What is being asked =
Retype every line of the records below word for word, leaving out the pictures.

The data =
* BEGIN *
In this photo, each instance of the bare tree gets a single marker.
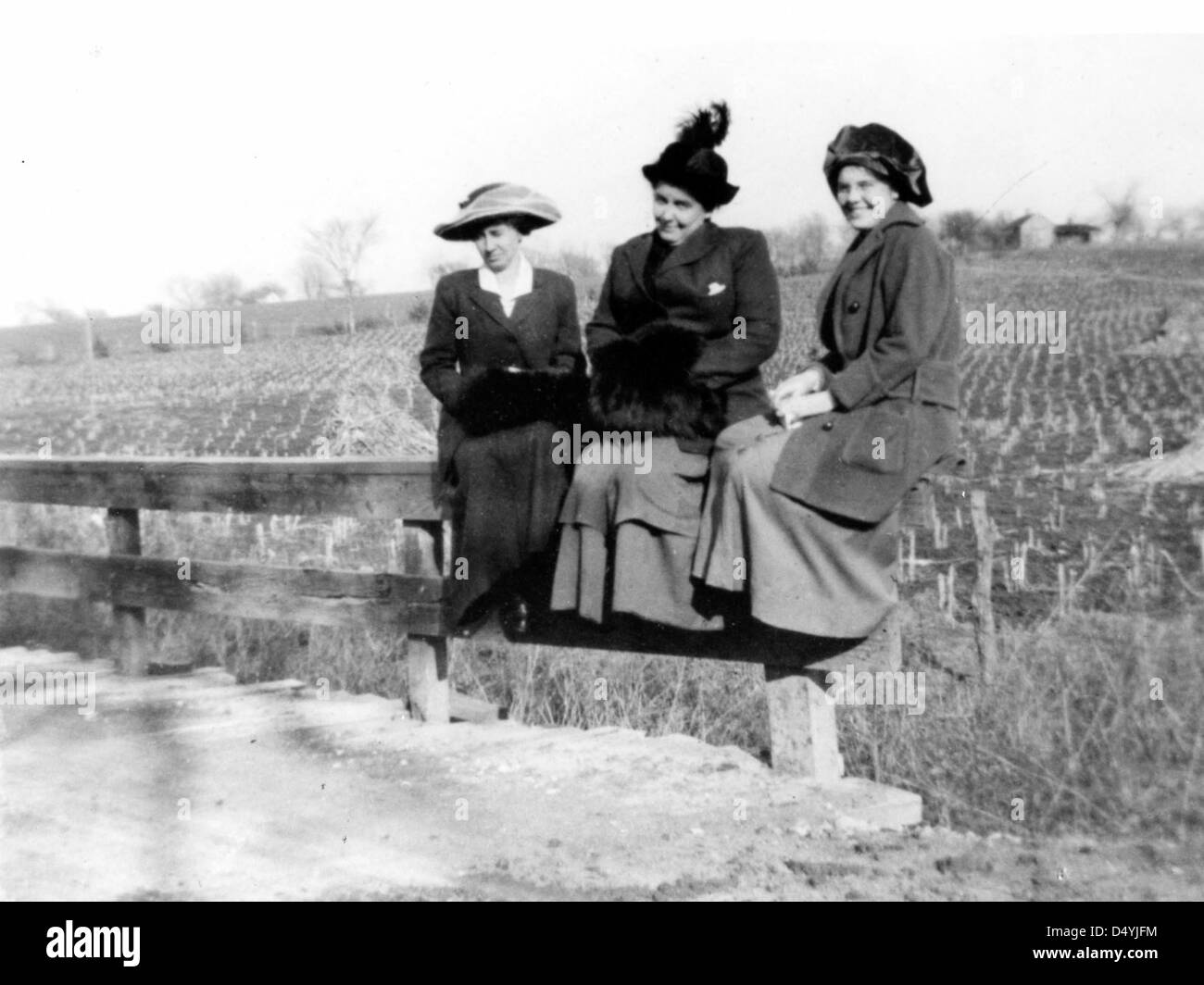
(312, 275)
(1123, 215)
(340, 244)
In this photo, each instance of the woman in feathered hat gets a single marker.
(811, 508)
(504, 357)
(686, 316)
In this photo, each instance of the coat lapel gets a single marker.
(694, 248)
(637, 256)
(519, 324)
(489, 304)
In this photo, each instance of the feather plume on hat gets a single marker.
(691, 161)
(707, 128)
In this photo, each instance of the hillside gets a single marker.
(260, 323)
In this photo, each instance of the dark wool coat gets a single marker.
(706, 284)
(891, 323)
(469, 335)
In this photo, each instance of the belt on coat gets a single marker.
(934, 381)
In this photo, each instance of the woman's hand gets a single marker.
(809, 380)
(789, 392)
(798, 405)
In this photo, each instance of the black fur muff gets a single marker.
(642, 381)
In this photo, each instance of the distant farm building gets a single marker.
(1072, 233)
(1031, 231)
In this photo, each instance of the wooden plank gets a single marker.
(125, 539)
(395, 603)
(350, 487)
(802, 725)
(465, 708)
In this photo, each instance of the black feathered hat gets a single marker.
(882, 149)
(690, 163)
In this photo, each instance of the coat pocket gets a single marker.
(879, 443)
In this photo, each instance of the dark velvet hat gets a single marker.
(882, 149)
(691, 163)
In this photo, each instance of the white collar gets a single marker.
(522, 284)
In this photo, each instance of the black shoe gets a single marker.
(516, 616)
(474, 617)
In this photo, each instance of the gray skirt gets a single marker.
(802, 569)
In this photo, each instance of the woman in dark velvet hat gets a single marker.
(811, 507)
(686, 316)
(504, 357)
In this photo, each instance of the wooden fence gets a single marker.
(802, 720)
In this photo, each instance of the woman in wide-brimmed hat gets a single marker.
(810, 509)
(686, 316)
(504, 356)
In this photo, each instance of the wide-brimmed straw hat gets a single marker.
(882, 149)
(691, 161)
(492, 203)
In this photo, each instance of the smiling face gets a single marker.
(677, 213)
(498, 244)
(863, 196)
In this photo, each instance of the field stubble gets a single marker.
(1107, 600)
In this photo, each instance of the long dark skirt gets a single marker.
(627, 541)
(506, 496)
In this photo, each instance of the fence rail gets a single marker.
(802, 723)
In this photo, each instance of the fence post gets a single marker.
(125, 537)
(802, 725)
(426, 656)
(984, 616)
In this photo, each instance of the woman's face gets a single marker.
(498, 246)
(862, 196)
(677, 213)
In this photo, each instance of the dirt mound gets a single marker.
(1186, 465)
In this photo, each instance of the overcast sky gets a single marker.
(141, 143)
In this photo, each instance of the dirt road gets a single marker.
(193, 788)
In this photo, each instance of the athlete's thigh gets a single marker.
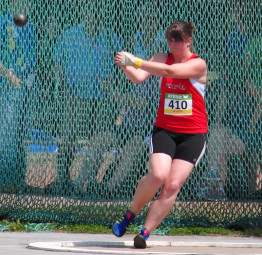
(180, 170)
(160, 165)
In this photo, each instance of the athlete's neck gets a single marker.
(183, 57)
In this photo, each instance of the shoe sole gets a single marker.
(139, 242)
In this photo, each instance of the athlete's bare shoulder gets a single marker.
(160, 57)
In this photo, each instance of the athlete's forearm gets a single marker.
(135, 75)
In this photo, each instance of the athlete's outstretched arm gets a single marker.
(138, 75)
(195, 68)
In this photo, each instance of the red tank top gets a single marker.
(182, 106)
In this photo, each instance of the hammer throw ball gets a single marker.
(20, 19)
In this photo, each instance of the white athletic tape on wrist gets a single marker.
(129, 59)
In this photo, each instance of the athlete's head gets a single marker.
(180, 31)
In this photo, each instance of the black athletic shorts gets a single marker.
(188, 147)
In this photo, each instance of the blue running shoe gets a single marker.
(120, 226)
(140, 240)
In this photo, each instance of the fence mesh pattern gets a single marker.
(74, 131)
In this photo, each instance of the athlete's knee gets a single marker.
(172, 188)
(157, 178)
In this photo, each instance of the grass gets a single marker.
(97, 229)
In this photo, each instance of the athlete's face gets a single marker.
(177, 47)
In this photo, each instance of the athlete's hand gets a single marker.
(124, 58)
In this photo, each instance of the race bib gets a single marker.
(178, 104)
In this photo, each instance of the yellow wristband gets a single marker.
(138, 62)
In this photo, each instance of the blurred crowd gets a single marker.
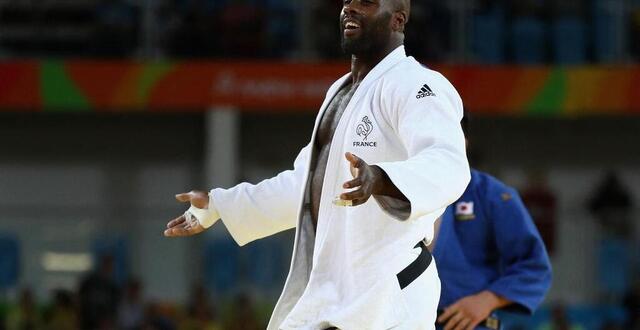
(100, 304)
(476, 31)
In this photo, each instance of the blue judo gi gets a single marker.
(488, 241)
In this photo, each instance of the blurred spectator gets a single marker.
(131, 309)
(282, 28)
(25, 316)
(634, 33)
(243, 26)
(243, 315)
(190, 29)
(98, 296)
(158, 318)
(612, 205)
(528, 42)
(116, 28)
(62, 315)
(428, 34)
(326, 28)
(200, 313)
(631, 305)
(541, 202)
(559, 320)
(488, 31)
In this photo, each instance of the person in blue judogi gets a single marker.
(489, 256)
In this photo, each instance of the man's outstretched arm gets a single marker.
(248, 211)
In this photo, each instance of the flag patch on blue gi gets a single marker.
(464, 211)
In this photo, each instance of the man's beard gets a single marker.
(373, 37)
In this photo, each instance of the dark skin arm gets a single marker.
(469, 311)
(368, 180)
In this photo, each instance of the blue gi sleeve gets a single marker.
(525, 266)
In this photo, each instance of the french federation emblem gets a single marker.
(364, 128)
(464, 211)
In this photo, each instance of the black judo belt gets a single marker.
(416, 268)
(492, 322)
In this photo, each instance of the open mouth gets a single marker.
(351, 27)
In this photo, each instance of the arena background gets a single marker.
* END *
Task response =
In this photo, each instance of the bare tree gets a single marker.
(312, 275)
(1123, 215)
(340, 244)
In this photo, each instance of the woman in feathered hat gets a single marker.
(811, 508)
(504, 357)
(686, 316)
In this photo, each instance of the coat lapel gets a single marker.
(694, 248)
(637, 256)
(519, 324)
(489, 304)
In this photo, each instance of the feather plume on hat gets a single marker.
(691, 161)
(707, 128)
In this photo, each instance of the hillside gets a single marker.
(260, 323)
In this photo, each instance of the dark wool coat gets a single marker.
(706, 284)
(891, 323)
(469, 335)
In this photo, each instance of the belt on coat gets a single marker.
(934, 381)
In this photo, each instance of the woman's hand gets a single marker.
(809, 380)
(789, 392)
(798, 405)
In this photo, each instance of the black fur muff gets a single marker.
(642, 381)
In this photo, each instance of the distant farm building gets a single marker.
(1072, 233)
(1031, 231)
In this photo, each instance of the wooden plank gets a single marker.
(125, 539)
(395, 603)
(350, 487)
(802, 725)
(465, 708)
In this photo, each instance of the black feathered hat gets a single marker.
(882, 149)
(690, 163)
In this photo, each instance of the coat pocket gets a single marker.
(879, 443)
In this photo, each instance of the dark velvet hat gets a single marker.
(882, 149)
(691, 163)
In this photo, each instance of the white collar gets a single marker.
(522, 284)
In this photo, each instance of the black shoe gets a single marker.
(516, 616)
(474, 617)
In this photo, each instance of the gray skirt gets a single marker.
(802, 569)
In this photo, each instance of the woman in dark velvet hat gets a single marker.
(811, 507)
(686, 316)
(504, 357)
In this photo, each instance of the wooden fence gets a single marker.
(802, 720)
In this photo, each instance of the woman in wide-brimmed hat gets a single marker.
(810, 509)
(686, 316)
(504, 356)
In this photo, each instance of the wide-brimmed straw hat gets a single marker.
(882, 149)
(691, 161)
(492, 203)
In this photo, each instance of the smiling face gets a single marker.
(677, 213)
(498, 244)
(863, 196)
In this photo, each instance of the field stubble gets a single marker.
(1107, 600)
In this photo, each instance of the long dark skirt gets a single marker.
(627, 541)
(506, 496)
In this photo, each instance of the fence rail gets a single marker.
(802, 723)
In this photo, each instance of the fence post gets a single marker.
(125, 537)
(802, 725)
(426, 656)
(984, 616)
In this photo, each instance of the woman's face gets a single marker.
(498, 246)
(862, 196)
(677, 213)
In this photo, each instance of the dirt mound gets a single marker.
(1186, 465)
In this photo, each instance of the overcast sky gets a single marker.
(141, 143)
In this photo, each instance of the dirt road gets a single marker.
(193, 788)
In this photo, each instance of the athlete's thigh gets a single marker.
(180, 170)
(160, 165)
In this photo, each instance of the athlete's neck gets a single marker.
(183, 57)
In this photo, each instance of the shoe sole gets a single marker.
(139, 242)
In this photo, each instance of the athlete's bare shoulder gets a single marker.
(160, 57)
In this photo, each instance of the athlete's forearm gets a single marker.
(135, 75)
In this photo, each instance of the athlete's outstretched arm gets a single marker.
(138, 75)
(195, 68)
In this photo, each instance of the red tank top gets a single marker.
(182, 106)
In this photo, each instance of the hammer throw ball gets a single marker.
(20, 19)
In this photo, each instance of the white athletic tape on wrist gets a single marker.
(129, 59)
In this photo, each instance of the athlete's head gets a single marker.
(180, 31)
In this photo, each instance of the black athletic shorts gets a single marker.
(188, 147)
In this photo, each instance of the blue running shoe gets a single marker.
(120, 226)
(140, 240)
In this photo, each instance of the fence mesh pattern gets a single marker.
(74, 131)
In this photo, each instance of the athlete's knee gets a single marker.
(172, 188)
(157, 178)
In this photo, each instance of the grass gets a single marker.
(97, 229)
In this photo, each instance of the athlete's face gets a single marker.
(177, 47)
In this photo, each instance of the athlete's hand gets a single marker.
(124, 58)
In this photo, each instance of the race bib gets a single marker.
(178, 104)
In this photo, each instance of the yellow wristband gets a single marker.
(138, 62)
In this photo, each instance of the blurred crowd gets a single marker.
(100, 304)
(476, 31)
In this photo, each instance of the blue judo gi gets a single marker.
(488, 241)
In this photo, each instance of the blurred spectator gets a single marker.
(131, 309)
(282, 28)
(25, 316)
(634, 33)
(243, 26)
(243, 315)
(190, 29)
(98, 296)
(158, 318)
(612, 205)
(528, 42)
(116, 28)
(62, 315)
(428, 34)
(326, 28)
(200, 313)
(631, 305)
(541, 202)
(559, 320)
(488, 31)
In this photo, each instance of the person in blue judogi gets a single marker.
(489, 256)
In this photo, each instance of the man's outstretched arm gets a single marker.
(248, 211)
In this photo, each instance of the flag patch on blue gi gets a single marker.
(464, 211)
In this photo, each instance of the man's beard gets a single marker.
(373, 37)
In this photo, each instance of the dark skin arm gets a single marker.
(469, 311)
(368, 180)
In this photo, each instance of the blue gi sleeve gets a single marker.
(525, 266)
In this photo, each instance of the french federation emblem gets a single marker.
(364, 128)
(464, 211)
In this photo, each instance of the black judo belt gets a single marker.
(416, 268)
(492, 322)
In this photo, each instance of the open mouth gets a single marker.
(351, 27)
In this photo, each instance of the arena background gets a single marker.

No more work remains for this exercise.